Pick out every line in the rows below that contains the word "dark", and copy each one.

— start Data extract —

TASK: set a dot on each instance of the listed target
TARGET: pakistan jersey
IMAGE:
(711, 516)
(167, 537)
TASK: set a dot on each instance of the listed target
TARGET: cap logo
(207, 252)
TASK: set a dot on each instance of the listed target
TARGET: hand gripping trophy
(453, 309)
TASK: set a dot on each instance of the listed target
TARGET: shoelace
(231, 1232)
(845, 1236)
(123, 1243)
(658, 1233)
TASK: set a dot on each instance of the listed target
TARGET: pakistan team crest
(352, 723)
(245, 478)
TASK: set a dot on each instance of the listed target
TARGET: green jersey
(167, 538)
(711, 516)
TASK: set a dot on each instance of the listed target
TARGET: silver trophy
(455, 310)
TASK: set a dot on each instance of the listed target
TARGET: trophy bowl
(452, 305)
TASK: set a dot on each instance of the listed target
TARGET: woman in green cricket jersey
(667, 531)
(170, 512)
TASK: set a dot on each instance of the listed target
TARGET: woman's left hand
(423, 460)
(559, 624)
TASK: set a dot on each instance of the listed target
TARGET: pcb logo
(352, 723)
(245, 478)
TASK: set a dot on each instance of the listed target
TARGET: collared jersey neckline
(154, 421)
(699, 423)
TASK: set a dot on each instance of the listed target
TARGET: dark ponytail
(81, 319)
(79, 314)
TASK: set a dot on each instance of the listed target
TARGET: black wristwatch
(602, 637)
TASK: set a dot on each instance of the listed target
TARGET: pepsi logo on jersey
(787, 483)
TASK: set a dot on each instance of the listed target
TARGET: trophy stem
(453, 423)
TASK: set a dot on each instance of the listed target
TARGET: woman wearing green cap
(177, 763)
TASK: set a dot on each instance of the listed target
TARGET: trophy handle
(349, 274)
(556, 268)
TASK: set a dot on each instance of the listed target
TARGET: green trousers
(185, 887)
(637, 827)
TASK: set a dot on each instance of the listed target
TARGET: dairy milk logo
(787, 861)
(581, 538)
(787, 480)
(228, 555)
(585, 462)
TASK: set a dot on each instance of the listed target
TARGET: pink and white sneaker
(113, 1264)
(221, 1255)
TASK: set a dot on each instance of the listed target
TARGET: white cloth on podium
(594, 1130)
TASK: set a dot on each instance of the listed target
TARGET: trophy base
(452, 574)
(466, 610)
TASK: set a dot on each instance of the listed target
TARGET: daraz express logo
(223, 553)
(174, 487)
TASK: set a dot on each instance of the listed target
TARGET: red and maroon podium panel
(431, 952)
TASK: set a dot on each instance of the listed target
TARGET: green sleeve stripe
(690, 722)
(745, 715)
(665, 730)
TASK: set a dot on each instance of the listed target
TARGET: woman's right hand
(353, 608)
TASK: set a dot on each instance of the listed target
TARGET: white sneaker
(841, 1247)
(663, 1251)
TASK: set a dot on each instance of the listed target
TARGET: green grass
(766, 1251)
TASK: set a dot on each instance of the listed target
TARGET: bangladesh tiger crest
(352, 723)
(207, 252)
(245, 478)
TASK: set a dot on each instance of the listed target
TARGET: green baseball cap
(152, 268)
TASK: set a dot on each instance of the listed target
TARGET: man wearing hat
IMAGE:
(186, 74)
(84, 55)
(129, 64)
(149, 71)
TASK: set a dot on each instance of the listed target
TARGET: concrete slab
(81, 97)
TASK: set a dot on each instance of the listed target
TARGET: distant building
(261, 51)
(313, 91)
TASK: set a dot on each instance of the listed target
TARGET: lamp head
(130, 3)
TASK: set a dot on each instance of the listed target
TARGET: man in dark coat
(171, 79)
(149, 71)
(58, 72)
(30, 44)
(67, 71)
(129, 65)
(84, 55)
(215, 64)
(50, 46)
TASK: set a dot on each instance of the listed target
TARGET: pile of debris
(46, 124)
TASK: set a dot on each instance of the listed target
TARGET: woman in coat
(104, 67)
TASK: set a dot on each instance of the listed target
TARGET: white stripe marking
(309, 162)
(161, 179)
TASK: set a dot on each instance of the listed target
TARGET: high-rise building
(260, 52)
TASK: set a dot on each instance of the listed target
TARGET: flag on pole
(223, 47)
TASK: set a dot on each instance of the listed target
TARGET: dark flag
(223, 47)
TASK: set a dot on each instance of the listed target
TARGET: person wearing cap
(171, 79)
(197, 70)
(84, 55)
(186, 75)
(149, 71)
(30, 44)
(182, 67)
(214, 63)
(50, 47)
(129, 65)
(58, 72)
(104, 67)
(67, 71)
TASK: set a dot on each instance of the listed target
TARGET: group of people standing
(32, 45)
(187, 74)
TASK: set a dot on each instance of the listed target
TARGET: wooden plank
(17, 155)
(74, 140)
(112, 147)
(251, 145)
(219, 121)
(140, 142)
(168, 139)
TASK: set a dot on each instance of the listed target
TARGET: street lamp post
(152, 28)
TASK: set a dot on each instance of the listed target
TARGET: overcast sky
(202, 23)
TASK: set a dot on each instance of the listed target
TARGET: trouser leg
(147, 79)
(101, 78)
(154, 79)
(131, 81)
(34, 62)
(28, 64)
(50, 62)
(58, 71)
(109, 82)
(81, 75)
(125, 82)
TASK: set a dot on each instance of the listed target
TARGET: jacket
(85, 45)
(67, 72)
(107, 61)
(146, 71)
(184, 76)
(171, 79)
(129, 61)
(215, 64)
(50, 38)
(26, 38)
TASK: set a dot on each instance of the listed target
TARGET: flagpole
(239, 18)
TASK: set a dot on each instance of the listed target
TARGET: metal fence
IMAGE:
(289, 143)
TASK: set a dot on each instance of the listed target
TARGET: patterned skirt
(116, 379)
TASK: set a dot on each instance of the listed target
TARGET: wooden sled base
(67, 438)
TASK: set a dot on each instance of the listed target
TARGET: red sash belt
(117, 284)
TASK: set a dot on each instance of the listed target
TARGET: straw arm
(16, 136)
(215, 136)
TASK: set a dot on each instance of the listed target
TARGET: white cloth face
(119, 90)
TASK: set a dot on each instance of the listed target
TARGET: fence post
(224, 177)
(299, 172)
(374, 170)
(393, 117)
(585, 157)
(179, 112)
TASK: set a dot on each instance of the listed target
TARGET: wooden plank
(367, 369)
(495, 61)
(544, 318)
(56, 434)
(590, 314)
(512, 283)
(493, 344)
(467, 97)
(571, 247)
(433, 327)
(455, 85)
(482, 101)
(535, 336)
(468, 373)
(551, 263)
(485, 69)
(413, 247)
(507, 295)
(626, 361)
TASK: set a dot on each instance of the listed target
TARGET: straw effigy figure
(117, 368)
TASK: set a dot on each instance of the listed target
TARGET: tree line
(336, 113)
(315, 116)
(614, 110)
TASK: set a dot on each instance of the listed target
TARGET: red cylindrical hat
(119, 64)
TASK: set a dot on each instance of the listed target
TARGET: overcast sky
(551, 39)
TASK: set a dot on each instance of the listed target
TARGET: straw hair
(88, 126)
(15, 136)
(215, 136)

— end Data extract —

• _Task solution_:
TARGET: dark ponytail
TARGET: man in dark coat
TARGET: dark flag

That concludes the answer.